— start of THE INPUT —
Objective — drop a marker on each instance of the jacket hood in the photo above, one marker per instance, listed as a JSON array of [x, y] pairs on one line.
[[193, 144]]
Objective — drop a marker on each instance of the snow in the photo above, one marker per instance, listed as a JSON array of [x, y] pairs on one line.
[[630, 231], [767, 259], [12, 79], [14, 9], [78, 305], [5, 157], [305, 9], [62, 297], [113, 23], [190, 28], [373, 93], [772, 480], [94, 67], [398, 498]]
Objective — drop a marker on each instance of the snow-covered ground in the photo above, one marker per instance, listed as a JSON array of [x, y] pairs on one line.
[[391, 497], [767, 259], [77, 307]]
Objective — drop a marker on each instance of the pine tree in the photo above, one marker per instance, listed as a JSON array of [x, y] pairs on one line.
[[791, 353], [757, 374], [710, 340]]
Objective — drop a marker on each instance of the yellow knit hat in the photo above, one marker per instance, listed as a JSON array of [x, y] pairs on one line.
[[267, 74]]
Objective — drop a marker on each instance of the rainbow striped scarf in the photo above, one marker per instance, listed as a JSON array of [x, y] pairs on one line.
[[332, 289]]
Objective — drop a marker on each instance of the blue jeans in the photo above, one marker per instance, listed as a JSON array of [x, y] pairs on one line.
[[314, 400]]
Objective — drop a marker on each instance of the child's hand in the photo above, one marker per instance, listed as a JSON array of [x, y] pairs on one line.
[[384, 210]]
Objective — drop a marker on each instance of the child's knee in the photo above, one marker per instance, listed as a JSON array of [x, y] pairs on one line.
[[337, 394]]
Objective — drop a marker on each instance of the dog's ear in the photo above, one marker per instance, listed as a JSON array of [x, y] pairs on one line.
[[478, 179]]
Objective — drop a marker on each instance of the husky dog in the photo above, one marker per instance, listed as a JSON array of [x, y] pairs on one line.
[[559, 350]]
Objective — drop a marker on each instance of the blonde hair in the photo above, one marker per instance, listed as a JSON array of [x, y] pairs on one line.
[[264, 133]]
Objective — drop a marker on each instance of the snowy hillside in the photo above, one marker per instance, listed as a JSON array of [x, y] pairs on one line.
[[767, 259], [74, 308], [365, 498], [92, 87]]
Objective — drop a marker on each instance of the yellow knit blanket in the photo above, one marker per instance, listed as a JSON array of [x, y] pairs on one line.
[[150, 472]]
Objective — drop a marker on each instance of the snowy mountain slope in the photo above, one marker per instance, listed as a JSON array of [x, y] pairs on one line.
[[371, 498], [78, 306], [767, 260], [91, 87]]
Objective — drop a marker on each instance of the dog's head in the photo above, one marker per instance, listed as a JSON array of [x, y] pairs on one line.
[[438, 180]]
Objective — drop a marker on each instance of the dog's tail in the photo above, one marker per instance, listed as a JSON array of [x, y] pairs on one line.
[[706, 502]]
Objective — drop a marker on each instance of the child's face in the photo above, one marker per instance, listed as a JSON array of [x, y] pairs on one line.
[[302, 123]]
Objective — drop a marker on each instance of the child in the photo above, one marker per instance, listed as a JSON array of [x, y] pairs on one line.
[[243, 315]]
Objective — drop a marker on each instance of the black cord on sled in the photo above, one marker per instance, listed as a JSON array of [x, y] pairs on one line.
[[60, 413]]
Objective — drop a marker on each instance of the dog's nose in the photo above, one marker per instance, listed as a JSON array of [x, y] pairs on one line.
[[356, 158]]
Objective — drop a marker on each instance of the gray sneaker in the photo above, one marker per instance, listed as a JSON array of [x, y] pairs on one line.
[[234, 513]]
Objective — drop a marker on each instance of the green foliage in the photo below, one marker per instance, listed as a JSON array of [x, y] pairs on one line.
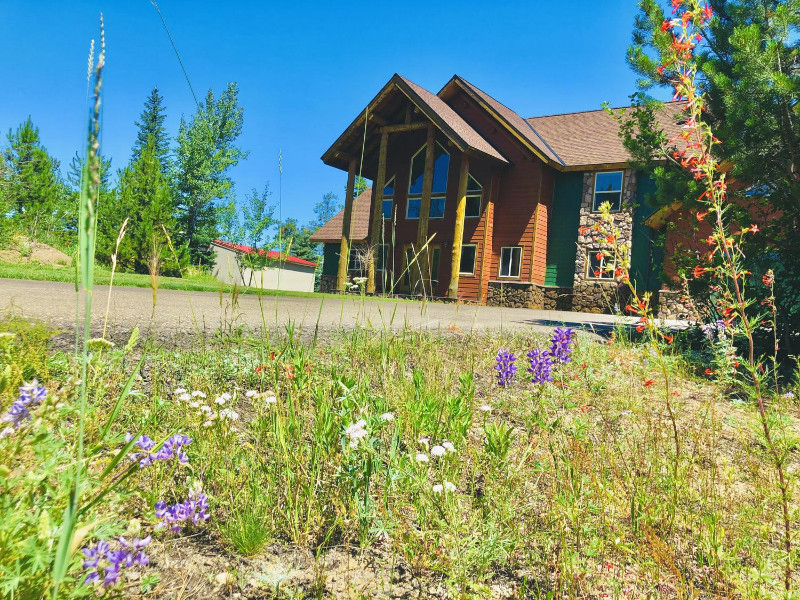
— end of THE INPUT —
REQUIREMENT
Please put every line of the material above into a numbered list, skipping blank lines and leaving the pictures out.

CORRECT ANSWER
1. Objective — drop a marker on each instance of the jacket hood in the photo above, one marker per instance, listed as a JSON array of [x, y] pairs on one line.
2. [[193, 144]]
3. Objective — drop a marker on each instance of the snow in the photo above, one marker per instance, listed as a JSON array of [x, y] pairs on one line.
4. [[630, 231], [767, 259], [12, 79], [14, 9], [78, 305], [5, 157], [305, 9], [62, 297], [113, 23], [190, 28], [373, 93], [772, 480], [94, 67], [398, 498]]
5. Objective — drop a marker on each instance of the snow-covered ground in the photo above, one marker per instance, listed as a JSON array of [x, y] pairs on one line.
6. [[391, 497], [767, 259], [77, 307]]
7. Objective — drop a marker on each instance of the pine tree in the photo above, one marker per instance, listed as a JSON array of [x, y] pairs on one line.
8. [[791, 353], [757, 374], [710, 340]]
9. Objective — drop a marker on each instance of the yellow knit hat in the photo above, one marker per instance, listed as a JSON array of [x, y] pairs on one line.
10. [[267, 74]]
11. Objective — drop a marker on each instance of the rainbow striped scarf in the photo above, one marker per instance, listed as a JSON array of [x, y] pairs on one line.
12. [[332, 289]]
13. Objective — drop a marker on each instance of the blue jeans in the photo above, one marker per instance, listed as a JSON array of [x, y] pairs on one line.
14. [[314, 400]]
15. Objective — drop a marker on each instance of the child's hand in the photo above, one marker per instance, listed as a JSON array of [x, y] pairs on one line.
16. [[384, 210]]
17. Objective — drop a marker on each instance of the child's knee in the photo above, one marker per instance, listed as a JSON array of [x, y] pairs on one line.
18. [[337, 394]]
19. Objective — drop a marker on each instance of the dog's ear in the photo above, one marker per instance, listed as a JSON array of [x, y] pairs on one line.
20. [[478, 179]]
21. Objective — drop a marker on each instance of the husky dog in the photo above, one marker per instance, listed as a JSON array of [x, y] pairs on one line.
22. [[559, 350]]
23. Objective — drop a marker on each instance of the blonde hair in the photo above, one marker per instance, listed as a JSON array of [x, y] pairs on one line.
24. [[264, 133]]
25. Objective — drop a marker on each instance of the snowy hillside in the photo above, one marker per instance, listed as a JSON array of [x, y] pairs on one line.
26. [[767, 259], [74, 308], [365, 498], [92, 87]]
27. Objective — drop a marker on each instance of the yellow knit blanket in the photo above, one marker per instance, listed as a JSON array of [x, y] pairs on one line.
28. [[150, 472]]
29. Objective — drop a marker on each instance of the snowy mountain slope in the photo above, one marker per instance, listed as a JSON array of [x, y] pairs on one line.
30. [[371, 498], [78, 306], [767, 260], [91, 87]]
31. Objective — drop a marker on each instance of the dog's head in the photo above, one marker per instance, listed as a JSON array of [x, y] pairs on one line.
32. [[438, 180]]
33. Objective — drop a marker on each instance of the dog's tail in the photo above, one marker per instance, listed as a JSON array of [x, y] pairs on one line.
34. [[706, 502]]
35. Objective — drop a marker on each instance of the child's face in the photo above, one marker per instance, listed as a JSON array of [x, y] pairs on one line.
36. [[302, 123]]
37. Objective — drop a marker on each instance of the child in the photo above, one marker per instance, listed as a JSON array of [x, y] pairs on one line.
38. [[243, 315]]
39. Objective — drop a marker on each instance of the black cord on sled in the photo above, one marker per instance, listed as a JSON array of [x, y] pairs on one line.
40. [[60, 413]]
41. Objective — drop a marker on each instance of the dog's nose in the photo above, one marker per instance, listed as a JSON array of [x, y] pairs on one line.
42. [[356, 158]]
43. Objective — drop a marker on each instance of the gray sneaker in the photo above, one marker per instance, listed as a JSON array of [x, y] pairs on one line.
44. [[234, 513]]
45. Objective — drop a marker on each instance of the green foliage in the photo below, one marker per instance, listed as a JSON array of [x, y] pairs on one line.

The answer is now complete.